(ATTIVITÀ DA SVOLGERE)
A. Secondo l'articolo su Soderbergh e le scene di sesso, in quale occasione il regista ha spiegato il suo punto di vista?
B. Nell'articolo su Soderbergh e le scene di sesso, per quale motivo il regista ritiene che oggi i film non siano più un luogo in cui vedere il sesso?
C. Prosegui l'articolo su Soderbergh e le scene di sesso partendo dall'ultima frase riportata.

Steven Soderbergh ha le idee piuttosto chiare sulle scene di sesso nei film: “sono ridicole”. Il regista, noto per la trilogia di Ocean’s e pellicole di successo come Erin Brocovich e Traffic, ha di recente spiegato il suo punto di vista alla tavola rotonda del festival cinematografico di Karlovy Vary. Steven Soderbergh ha anche parlato di Hollywood, di come “tutti sono terrorizzati da tutto” e dell’Intelligenza Artificiale.
Confondere la sessualità con l’amore
In riferimento alle reazioni di chi in Out of Sight si sorprende per scene di sesso molto credibili, Steven Soderbergh risponde: “Credo che confondano la sessualità fisica con l’amore e il romanticismo. E pensano, ‘Oh, se stai facendo un film sexy, deve esserci del sesso’. Io rispondo, ‘No’. Sappiamo tutti come funziona quella parte, ciò che è diverso in ogni caso è tutto ciò che ha portato a quello e tutto ciò che viene dopo”. Poi il regista ha spiegato: “È lì che emergono la tua esperienza e i tuoi problemi individuali. Parte del punto potrebbe essere che hai due persone che mentre sono impegnate nel sesso, sono in grado di sfuggire alle loro vite in un modo che trovano molto inebriante. E si scopre che il problema è cosa succede quando non stanno facendo sesso. È un approccio interessante a qualcosa”. E aggiunge: “Quindi penso che sia solo un’interpretazione molto superficiale di cosa sia l’amore, di cosa sia una relazione”. Steven Soderbergh paragona poi le scene di sesso a quelle subacquee: “Odio le sequenze subacquee. Penso che siano noiose da morire, nessuno fa bella figura in una sequenza subacquea. È lenta. La penso allo stesso modo per le vere scene di sesso”. Sottolinea inoltre come i tempi siano cambiati: “Quando ero piccolo, se eri una persona eccitata da quella roba, i film erano uno dei posti in cui potevi vederlo potenzialmente. Non è più così. Se vuoi guardare delle persone che fanno sesso, ti basta prendere il telefono”.

(Descrizioni di regioni in linguaggio naturale)
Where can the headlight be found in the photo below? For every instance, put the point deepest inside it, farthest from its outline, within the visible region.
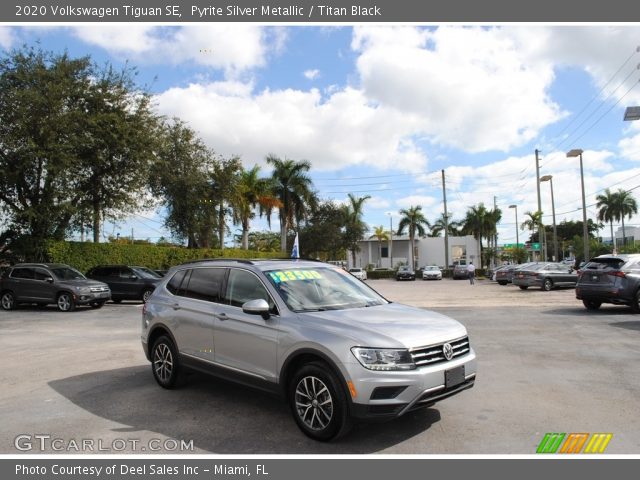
(384, 358)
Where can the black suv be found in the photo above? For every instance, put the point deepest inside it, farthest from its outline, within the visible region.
(610, 279)
(126, 282)
(45, 283)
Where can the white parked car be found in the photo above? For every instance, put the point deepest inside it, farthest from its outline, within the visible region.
(431, 272)
(360, 273)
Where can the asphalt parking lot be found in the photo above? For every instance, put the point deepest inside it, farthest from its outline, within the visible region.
(545, 364)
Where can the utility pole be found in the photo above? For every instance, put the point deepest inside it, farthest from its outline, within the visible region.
(446, 223)
(540, 228)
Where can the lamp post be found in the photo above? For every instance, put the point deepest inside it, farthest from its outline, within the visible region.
(577, 152)
(390, 238)
(517, 236)
(549, 178)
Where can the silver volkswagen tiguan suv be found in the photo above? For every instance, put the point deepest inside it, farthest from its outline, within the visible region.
(332, 346)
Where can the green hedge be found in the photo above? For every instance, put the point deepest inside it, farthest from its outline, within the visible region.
(84, 256)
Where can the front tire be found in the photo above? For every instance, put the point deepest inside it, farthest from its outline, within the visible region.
(8, 301)
(65, 302)
(591, 304)
(319, 403)
(164, 363)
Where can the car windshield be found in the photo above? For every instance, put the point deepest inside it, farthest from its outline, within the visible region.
(319, 289)
(144, 272)
(67, 273)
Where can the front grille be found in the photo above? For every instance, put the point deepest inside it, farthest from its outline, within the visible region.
(433, 354)
(99, 289)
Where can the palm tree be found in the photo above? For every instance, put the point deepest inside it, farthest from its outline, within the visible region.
(534, 222)
(224, 190)
(626, 206)
(607, 211)
(382, 236)
(476, 222)
(355, 227)
(294, 189)
(253, 192)
(414, 220)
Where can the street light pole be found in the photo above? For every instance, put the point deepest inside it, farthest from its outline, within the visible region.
(549, 178)
(577, 152)
(390, 238)
(517, 236)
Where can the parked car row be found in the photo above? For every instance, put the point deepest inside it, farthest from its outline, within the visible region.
(50, 283)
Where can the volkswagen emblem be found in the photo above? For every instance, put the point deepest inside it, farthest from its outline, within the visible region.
(447, 349)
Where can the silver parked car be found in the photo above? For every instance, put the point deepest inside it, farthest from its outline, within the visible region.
(46, 283)
(332, 346)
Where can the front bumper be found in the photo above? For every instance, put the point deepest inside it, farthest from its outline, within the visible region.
(417, 388)
(92, 297)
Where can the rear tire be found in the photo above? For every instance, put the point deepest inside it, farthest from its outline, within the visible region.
(319, 403)
(8, 301)
(65, 302)
(591, 304)
(165, 363)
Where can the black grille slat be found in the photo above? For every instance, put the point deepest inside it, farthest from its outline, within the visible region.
(433, 354)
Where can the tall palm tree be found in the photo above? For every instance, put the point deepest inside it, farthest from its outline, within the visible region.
(415, 222)
(355, 227)
(253, 192)
(476, 223)
(382, 236)
(294, 189)
(607, 211)
(224, 190)
(533, 223)
(626, 206)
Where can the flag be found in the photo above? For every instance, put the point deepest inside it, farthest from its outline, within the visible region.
(295, 251)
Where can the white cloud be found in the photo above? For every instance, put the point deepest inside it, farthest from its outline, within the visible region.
(468, 87)
(6, 37)
(232, 48)
(333, 133)
(312, 74)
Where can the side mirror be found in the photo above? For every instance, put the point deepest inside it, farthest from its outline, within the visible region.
(256, 307)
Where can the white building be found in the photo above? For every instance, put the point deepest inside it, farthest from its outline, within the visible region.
(429, 251)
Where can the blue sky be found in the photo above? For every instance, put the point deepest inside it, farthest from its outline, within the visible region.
(380, 110)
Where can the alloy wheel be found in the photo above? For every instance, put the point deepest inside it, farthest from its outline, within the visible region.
(314, 404)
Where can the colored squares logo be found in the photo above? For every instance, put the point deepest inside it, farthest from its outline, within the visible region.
(574, 443)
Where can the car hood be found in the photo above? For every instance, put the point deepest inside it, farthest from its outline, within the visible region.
(392, 325)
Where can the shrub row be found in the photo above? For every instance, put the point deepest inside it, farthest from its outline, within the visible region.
(85, 255)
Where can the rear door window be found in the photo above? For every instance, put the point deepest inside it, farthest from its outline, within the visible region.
(205, 284)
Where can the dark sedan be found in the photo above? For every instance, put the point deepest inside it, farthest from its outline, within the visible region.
(126, 282)
(610, 279)
(546, 276)
(405, 273)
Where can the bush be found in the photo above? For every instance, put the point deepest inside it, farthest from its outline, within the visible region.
(84, 256)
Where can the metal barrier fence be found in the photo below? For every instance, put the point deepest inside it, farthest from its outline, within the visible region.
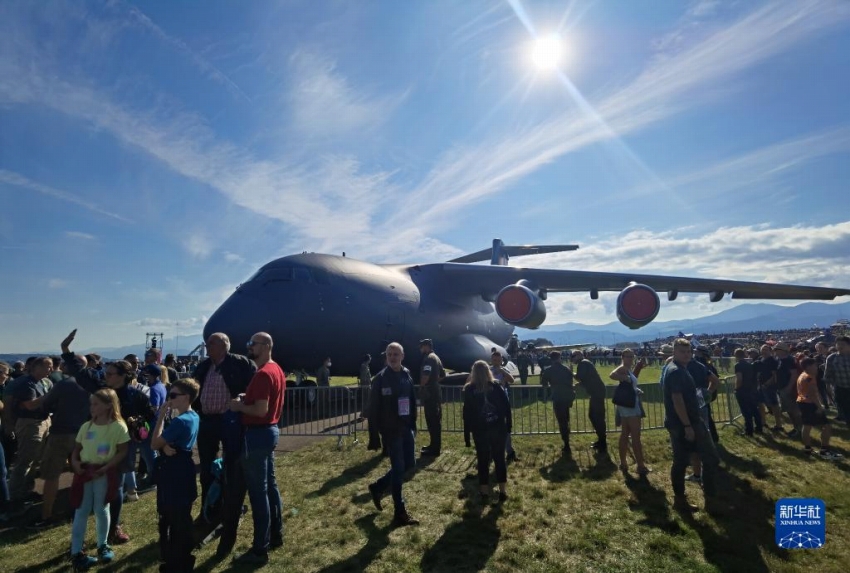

(SOLUZIONI DELLE ATTIVITÀ)
A. Alla tavola rotonda del festival cinematografico di Karlovy Vary.

B. Quando era piccolo, i film erano uno dei posti in cui chi era eccitato da quella roba poteva vederlo. Oggi invece, per guardare persone che fanno sesso, basta prendere il telefono.

C.
La paura di Hollywood e l’IA
Sull’atmosfera che si respira a Hollywood Steven Soderbergh non usa mezzi termini: “Tutti sono terrorizzati da tutto. Siamo nel mezzo di una correzione che era inevitabile. È stato il Far West per un po’, dal 2010 al 2020, dove sembrava che le società di streaming emergessero, e si facessero un sacco di m***a, e le persone venivano pagate troppo. Ero consapevole mentre stava accadendo, e ne stavo approfittando. Ma pensavo, ‘Questo non è sostenibile. Non può continuare’. Quindi ho sempre saputo che ci sarebbe stata una correzione. E quindi la correzione di rotta è avvenuta, ma è stata accidentata e litigiosa”, spiega riferendosi al periodo della pandemia e degli scioperi. “E quindi ora le persone penso siano molto ansiose”. Poi, sull’intelligenza artificiale: “Non ho paura dell’IA. Non la vedo come una minaccia. Penso che sia uno strumento interessante”, ci tiene a precisare. “Ma non può sostituire, in ultima analisi, le persone in un modo che sia minaccioso”. Il regista ritiene che non sarebbe possibile sostituire tutto il lavoro umano con l’IA, anche perché il pubblico ne sarebbe consapevole e la sua reazione non sarebbe positiva. “Il pubblico, penso, a un livello di base non abbraccerà mai un film completamente generato dall’IA perché lo sente come una minaccia. Si sente come se l’esperienza umana fosse stata dirottata dalla tecnologia”.